Mais tout cela paraîtrait bien peu sérieux si cette courte séquence n’avait été close par une cérémonie gouvernementale tout à fait officielle : le secrétaire d’État à l’écologie Sébastien Lecornu s’est donc fait fort, le 25 mai dernier, de venir « embrocher » Pascal Coste d’une décoration de « chevalier de l’Ordre national du mérite » au nom de son ministère. Tartufferie éhontée ? M. le sous-ministre, « ami de Pascal Coste » d’après La Montagne, le contestait par avance dans l’édition du 26 mai : «  »Ce ne serait pas respectueux de la République » que de venir perturber  »une remise de décoration qui vient récompenser plusieurs décennies d’engagement personnel auprès de ses concitoyens, qui serait ainsi abîmée par une polémique momentanée […] » », avançait-il, pince sans rire. Mais ses coquetteries n’ont pas empêché quelques contestataires coriaces (ont-ils été vexés par l’attribution de l’épithète « momentané » à une polémique qui concerne le temps long de la sylviculture et l’abattage de milliers d’arbres plus que centenaires ?) de se rassembler ce jour-là devant les grilles closes (et protégées par la gendarmesque) du conseil départemental. Mise en scène théâtrale de l’abattage massif, plantation symbolique d’un hêtre rouge et apposition d’une plaque en souvenir des arbres tombés pour la fibre, perturbation de la cérémonie à coups de casseroles, de cris et de moteur de tronçonneuse, diffusion d’un faux communiqué du conseil départemental renvoyant la cérémonie à son ridicule…

En termes de mérite, la décoration de « Calou » aura au moins eu celui de susciter une première action commune entre les détracteurs de la campagne d’abattage des arbres corréziens et les opposants à l’usine à charbon de Bugeat-Viam. En attendant d’autres rendez-vous entre les « élagués » et les « pellets » ?
------------
Dans l'extrait sur la décoration de Pascal Coste, pourquoi Sébastien Lecornu estime-t-il que « Ce ne serait pas respectueux de la République » de venir perturber la cérémonie ? Répondez en une à trois phrases. Le matériel qui suit n'est pas nécessaire.

◆ **Données**
------------
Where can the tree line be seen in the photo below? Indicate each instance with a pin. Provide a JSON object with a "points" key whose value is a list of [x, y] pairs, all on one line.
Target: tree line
------------
◆ **Résultat obtenu**
Selon lui, cette remise de décoration récompense plusieurs décennies d'engagement personnel de Pascal Coste auprès de ses concitoyens. La perturber reviendrait à l'abîmer par une polémique qu'il juge momentanée.